Scale the records below by reproducing every line of them, with every coordinate in the answers multiplied by 1.95 and rounded to the nearest whole number, halves rounded up. Leave the pictures out of your answer.

_Material provided_
........
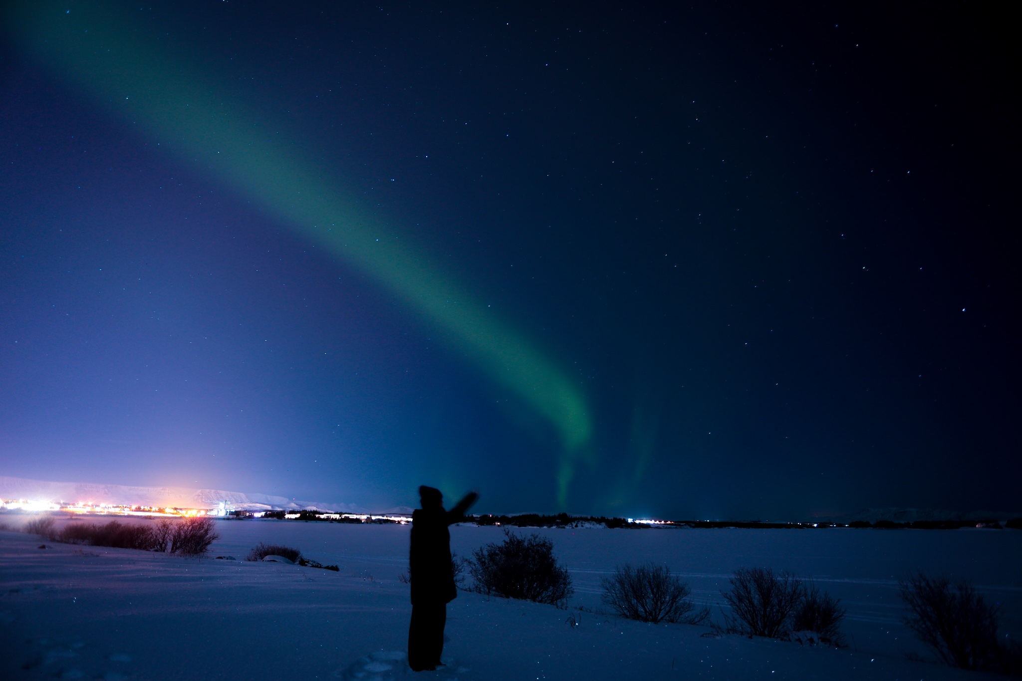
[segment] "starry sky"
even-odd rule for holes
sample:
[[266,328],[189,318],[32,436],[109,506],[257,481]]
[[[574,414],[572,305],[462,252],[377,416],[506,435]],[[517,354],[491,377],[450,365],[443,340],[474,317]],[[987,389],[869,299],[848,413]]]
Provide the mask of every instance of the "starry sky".
[[0,475],[1019,507],[997,8],[8,3]]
........
_Finished task_
[segment] "starry sky"
even-odd rule for holes
sample:
[[266,328],[189,318],[32,436],[109,506],[257,481]]
[[[574,414],[572,305],[462,252],[377,416],[506,435]],[[517,354],[491,377],[450,365],[443,340],[474,317]],[[987,389],[869,299],[848,413]]]
Provide the mask of every instance of the "starry sky".
[[0,926],[1987,989],[1944,16],[16,6]]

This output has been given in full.